▶ Source document

* Start *

We did not consider this transaction to be a business combination. We used the general concepts for accounting for asset acquisitions as described in FAS 141, paragraphs 3 through 8 for allocating the purchase price. Based on our arrangement with our customer who agreed to contribute $1 million towards the bid to acquire the assets, we determined that our cost to acquire these assets was $558,000, which consists of the $300,000 cash that we were not reimbursed for and the $258,000 estimated contractual liability to remove the assets from the land. We then allocated our cost of $558,000 to the individual assets acquired. We did this by estimating the fair market value of the assets as well as the contractual liability to remove the assets. The estimated fair value of the assets was in excess of our cost. A portion of the cost of the assets was then allocated to each individual asset acquired on the basis of its fair value compared to the estimated total fair value of all assets acquired. Since we sold the majority of the assets prior to filing our 2003 Form 10-K, we were able to validate our estimates of fair value. We did not allocate any value to the purchased long-lived assets of the nitric acid manufacturing facility because we believed the long-lived assets to have negative value, since some of the long-lived assets were destroyed to retrieve the metals as mentioned above and our sale contract with the third party that acquired the assets from us on February 9, 2004, as discussed below, required us to pay them instead of them paying us because of the high cost of removing the assets. We initially thought that certain minor components of the salvaged plant components, including three boilers and an air emissions scrubber, could be used at our El Dorado Facility.  These assets were moved to El Dorado for further evaluation of their possible use and to meet our obligation to remove the purchased assets.  Upon further evaluation, completed before the filing of our Form 10-K for the year ended December 31, 2003, we determined that the assets did not meet our requirements.

  • All of the cash flows resulting from the acquisition and disposition were included within the lines of cash flows from operating activities. The cash outflows and inflows were recorded consistent with the balance sheet presentation. Since the assets acquired were recorded as "Supplies, prepaid items and other" on our 2003 consolidated balance sheet, the change in this balance between periods was shown on the "Supplies, prepaid items and other" line item in the cash flow statement. Similarly, the liability recorded to remove the assets was recorded in "Accrued liabilities-Other" on our 2003 consolidated balance sheet and the change in that balance between periods was recorded in the "Accrued and other non-current liabilities" line item in the cash flow statement.
  • As it relates to the sale of the precious metals, the total proceeds were approximately $2.6 million in 2004. Since all of the assets were sold and the obligation to remove the assets was satisfied in 2004, the "Supplies, prepaid items and other" and the "Accrued liabilities -Other" balances were reduced on the balance sheet and these decreases were recorded on our 2004 consolidated statement of cash flow on those line items. The gain from the sale of the precious metals was an increase in cash and a component of net income on the 2004 consolidated cash flow statement.
  • Included in the purchase agreement, we were required to remove the assets from the physical plant site. We did incur some costs to remove assets from the plant site; however, in February 2004, we entered into a sales agreement with a different unrelated third party to sell the remaining assets as well as transfer the obligation to remove the assets to this third party.  In accordance with this sales agreement we agreed to pay the third party $223,000 to sell the assets to them.  As part of the agreement to remove the equipment with the third party, the third party agreed to pay us 50% of the sales price of certain equipment they removed, if and when they sold any of this equipment. Since this sales agreement extinguished our obligation to remove the assets and the payment required approximated the removal accrual on our books, there was no gain or loss on the transaction nor was there a need to revise the allocation of the purchase price. We believe this further supports our decision to not assign any value to these long-lived assets. The third party did remove the assets from the physical plant site in 2004. We followed the accounting literature in paragraphs 3-8 cited above from FAS 141 in determining the appropriate accounting.

* End *

▶ Stated problem 1
Answer these questions about the asset acquisition passage:
(a) What total cost did the company determine for acquiring the assets?
(b) How much did the company agree to pay the third party under the February 2004 sales agreement?
(c) What were the approximate total proceeds from the sale of the precious metals in 2004?

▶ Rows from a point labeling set

* Start *

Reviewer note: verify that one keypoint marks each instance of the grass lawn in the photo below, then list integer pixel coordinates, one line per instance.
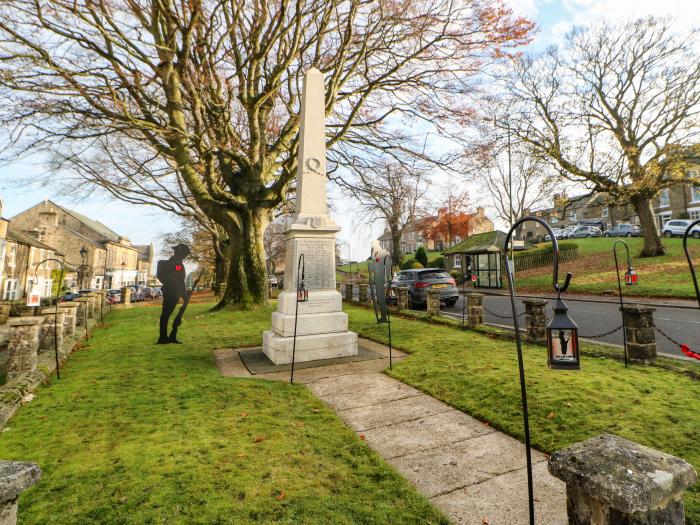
(479, 376)
(594, 270)
(139, 433)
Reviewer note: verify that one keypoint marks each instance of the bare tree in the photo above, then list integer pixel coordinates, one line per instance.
(513, 177)
(213, 88)
(388, 192)
(617, 109)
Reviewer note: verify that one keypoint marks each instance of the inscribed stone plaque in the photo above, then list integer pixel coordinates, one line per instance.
(318, 262)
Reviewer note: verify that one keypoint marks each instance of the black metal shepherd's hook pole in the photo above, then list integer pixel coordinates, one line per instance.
(523, 391)
(619, 289)
(55, 313)
(300, 283)
(388, 314)
(690, 260)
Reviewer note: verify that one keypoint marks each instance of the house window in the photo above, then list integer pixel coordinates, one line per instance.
(695, 194)
(10, 292)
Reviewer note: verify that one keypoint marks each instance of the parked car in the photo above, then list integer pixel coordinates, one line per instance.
(624, 230)
(678, 227)
(585, 231)
(419, 282)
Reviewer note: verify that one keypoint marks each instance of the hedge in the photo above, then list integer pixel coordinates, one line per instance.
(542, 256)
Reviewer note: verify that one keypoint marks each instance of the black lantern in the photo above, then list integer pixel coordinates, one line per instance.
(302, 293)
(562, 340)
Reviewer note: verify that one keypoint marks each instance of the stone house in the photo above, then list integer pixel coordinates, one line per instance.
(23, 265)
(414, 236)
(144, 264)
(110, 262)
(677, 202)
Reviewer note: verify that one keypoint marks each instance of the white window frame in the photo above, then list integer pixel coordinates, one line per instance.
(694, 194)
(9, 292)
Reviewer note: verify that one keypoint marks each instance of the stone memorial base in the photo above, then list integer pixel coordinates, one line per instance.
(322, 329)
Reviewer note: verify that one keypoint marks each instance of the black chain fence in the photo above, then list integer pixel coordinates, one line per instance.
(502, 316)
(598, 336)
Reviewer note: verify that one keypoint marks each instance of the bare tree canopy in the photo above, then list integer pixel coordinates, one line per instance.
(213, 88)
(388, 192)
(617, 108)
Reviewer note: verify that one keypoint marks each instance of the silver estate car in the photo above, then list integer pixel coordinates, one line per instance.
(419, 282)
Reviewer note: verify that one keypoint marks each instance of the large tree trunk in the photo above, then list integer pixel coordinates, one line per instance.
(255, 222)
(652, 239)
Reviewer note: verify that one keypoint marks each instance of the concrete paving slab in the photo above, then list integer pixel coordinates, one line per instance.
(425, 433)
(392, 412)
(502, 500)
(457, 465)
(366, 390)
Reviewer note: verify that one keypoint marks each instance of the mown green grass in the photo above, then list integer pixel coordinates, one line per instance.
(664, 276)
(479, 376)
(138, 433)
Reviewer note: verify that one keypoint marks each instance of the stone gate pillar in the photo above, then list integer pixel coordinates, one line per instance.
(15, 478)
(433, 303)
(615, 481)
(536, 319)
(23, 347)
(364, 297)
(402, 298)
(46, 337)
(639, 327)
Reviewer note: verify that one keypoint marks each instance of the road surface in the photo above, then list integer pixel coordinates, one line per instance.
(595, 318)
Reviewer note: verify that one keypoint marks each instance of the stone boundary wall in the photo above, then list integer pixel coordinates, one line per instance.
(15, 390)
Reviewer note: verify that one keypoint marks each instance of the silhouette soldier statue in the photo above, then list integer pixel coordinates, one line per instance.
(171, 274)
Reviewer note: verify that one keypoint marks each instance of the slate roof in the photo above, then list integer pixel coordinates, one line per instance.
(480, 243)
(25, 238)
(99, 228)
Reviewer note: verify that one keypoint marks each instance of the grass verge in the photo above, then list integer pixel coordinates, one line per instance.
(139, 433)
(479, 375)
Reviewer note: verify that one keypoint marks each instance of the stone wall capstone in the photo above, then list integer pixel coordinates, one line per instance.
(47, 334)
(15, 478)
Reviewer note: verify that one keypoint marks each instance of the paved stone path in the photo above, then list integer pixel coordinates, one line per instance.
(473, 473)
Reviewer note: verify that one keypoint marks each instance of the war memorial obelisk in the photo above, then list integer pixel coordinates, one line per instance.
(322, 327)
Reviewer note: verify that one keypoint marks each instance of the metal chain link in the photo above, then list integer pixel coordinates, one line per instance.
(598, 336)
(502, 316)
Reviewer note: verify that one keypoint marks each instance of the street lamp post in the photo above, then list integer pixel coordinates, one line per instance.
(81, 273)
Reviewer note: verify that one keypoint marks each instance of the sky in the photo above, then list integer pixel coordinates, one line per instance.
(143, 225)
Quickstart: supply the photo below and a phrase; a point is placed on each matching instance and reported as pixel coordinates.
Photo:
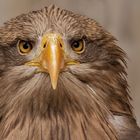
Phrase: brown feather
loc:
(91, 101)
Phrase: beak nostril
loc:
(60, 45)
(44, 46)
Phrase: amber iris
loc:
(24, 47)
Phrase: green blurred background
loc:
(120, 17)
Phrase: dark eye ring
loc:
(24, 47)
(78, 46)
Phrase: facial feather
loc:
(87, 95)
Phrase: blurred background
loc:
(120, 17)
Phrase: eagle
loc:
(63, 77)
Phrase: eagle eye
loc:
(24, 47)
(78, 46)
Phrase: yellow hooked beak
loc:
(51, 58)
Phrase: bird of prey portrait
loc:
(62, 77)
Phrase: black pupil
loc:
(76, 44)
(26, 45)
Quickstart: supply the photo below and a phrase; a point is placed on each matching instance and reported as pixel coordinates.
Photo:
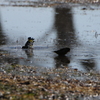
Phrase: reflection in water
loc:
(29, 52)
(2, 37)
(61, 61)
(55, 29)
(64, 27)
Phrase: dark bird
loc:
(29, 43)
(62, 51)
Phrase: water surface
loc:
(52, 28)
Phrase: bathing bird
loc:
(62, 52)
(29, 43)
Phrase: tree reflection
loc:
(64, 27)
(2, 37)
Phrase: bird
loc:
(29, 43)
(63, 51)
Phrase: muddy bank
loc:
(18, 82)
(53, 84)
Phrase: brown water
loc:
(76, 27)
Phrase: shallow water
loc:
(76, 27)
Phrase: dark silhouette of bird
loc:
(29, 43)
(62, 51)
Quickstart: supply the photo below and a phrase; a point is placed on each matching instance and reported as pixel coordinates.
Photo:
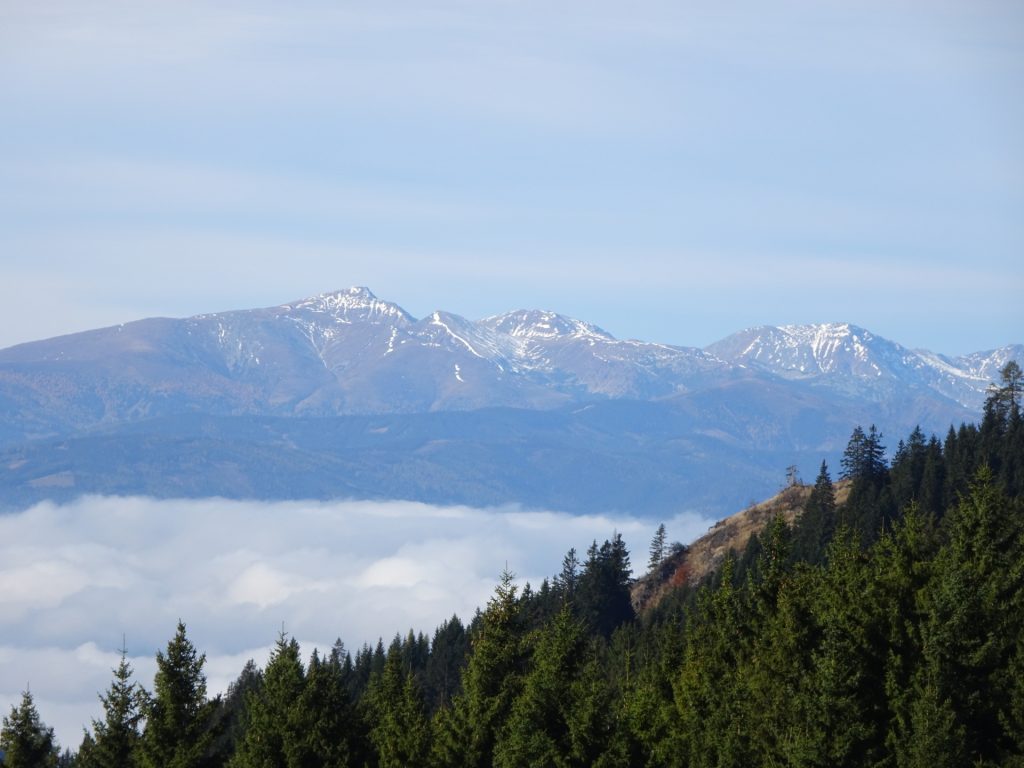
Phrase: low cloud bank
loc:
(78, 579)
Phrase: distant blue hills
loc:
(344, 395)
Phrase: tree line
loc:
(884, 631)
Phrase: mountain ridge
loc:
(545, 399)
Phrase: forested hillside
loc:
(886, 630)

* End *

▶ Stated problem 2
Rewrite the rows from the line with "Phrase: bathing bird" through the end of the rows, keeping every line and multiplying each coordinate in the answers by 0.7, rounded to whole numbers with halves rounded up. Leave out the pictures.

▶ Written response 1
(a) $558,000
(b) $223,000
(c) Approximately $2.6 million

▶ Written response 2
Phrase: bathing bird
loc:
(43, 36)
(20, 30)
Phrase: tree reflection
loc:
(45, 19)
(1, 26)
Phrase: bird
loc:
(20, 30)
(44, 36)
Phrase: muddy bank
loc:
(13, 57)
(37, 59)
Phrase: brown water
loc:
(53, 19)
Phrase: shallow water
loc:
(53, 19)
Phrase: dark silhouette of bird
loc:
(20, 30)
(43, 36)
Quickstart: supply the photo below and a phrase; a point is placed on each matching instance and reported as pixel coordinates.
Photo:
Phrase: low cloud bank
loc:
(55, 405)
Phrase: distant blue hills
loc:
(241, 277)
Phrase: tree line
loc:
(619, 442)
Phrase: mountain ridge
loc:
(382, 279)
Phrase: forested hillside
loc:
(620, 441)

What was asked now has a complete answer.